PROVIDED ENTRIES =
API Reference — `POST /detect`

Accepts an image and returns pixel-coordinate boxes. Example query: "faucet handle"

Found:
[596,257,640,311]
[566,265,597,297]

WHAT YOU NEED TO DO =
Copy every line of the item above word for word, keeping its original line breaks.

RESULT BELOW =
API Reference — `POST /detect`

Accepts an image and returns pixel-coordinate boxes. Example query: "faucet handle"

Found:
[596,257,640,311]
[566,265,597,297]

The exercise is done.